### DATA LISTING:
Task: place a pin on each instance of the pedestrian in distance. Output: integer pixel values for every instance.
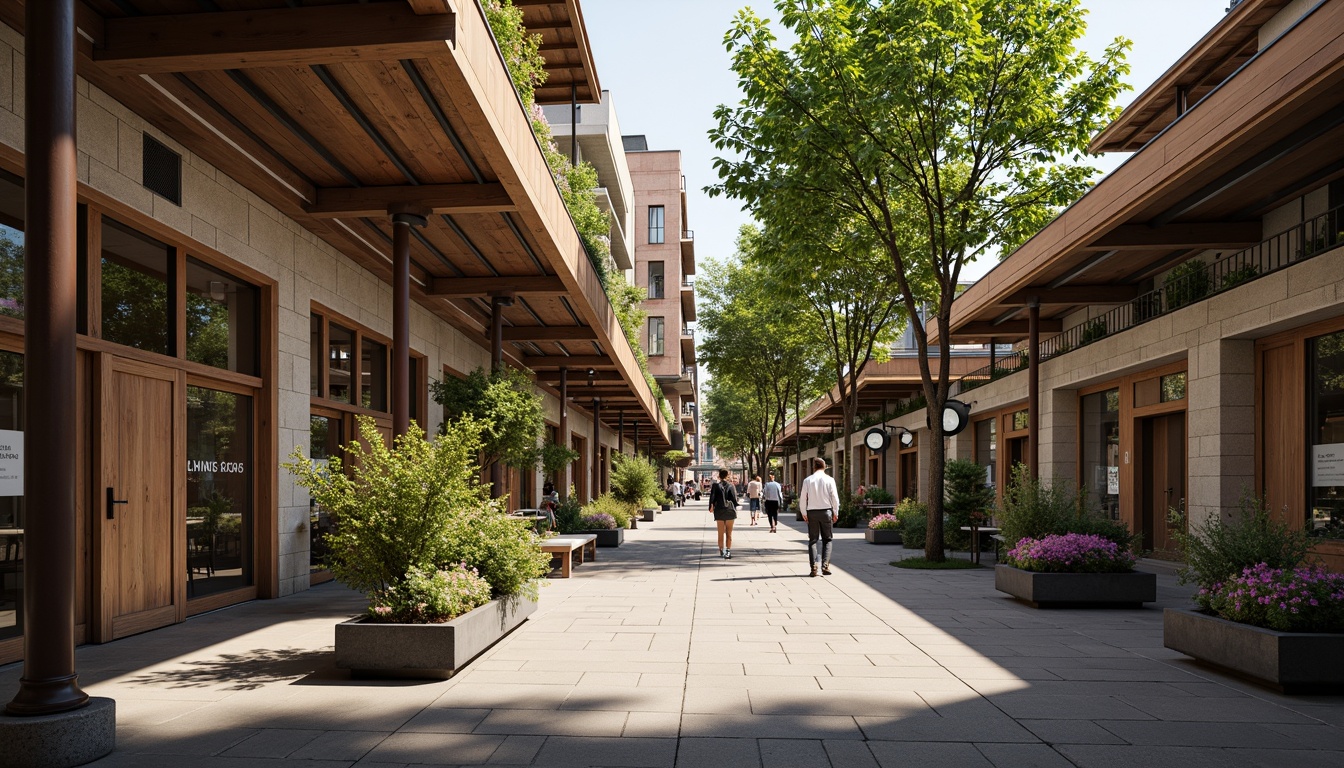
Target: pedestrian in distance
(754, 499)
(723, 503)
(820, 503)
(772, 496)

### WHAT IS REQUIRED:
Please lay out all of the data above as a two-column CSV headed instruction and points, one row apiece, with each text and its answer in its own quoted field and line breaks turned into spaces. Leave out the pictures.

### OUTPUT:
instruction,points
"Task: place a pin on each instance of the pedestrian in distance. Output: integer pixel values for every instance. Target: pedestrian in distance","(754, 499) (723, 503) (820, 503) (772, 496)"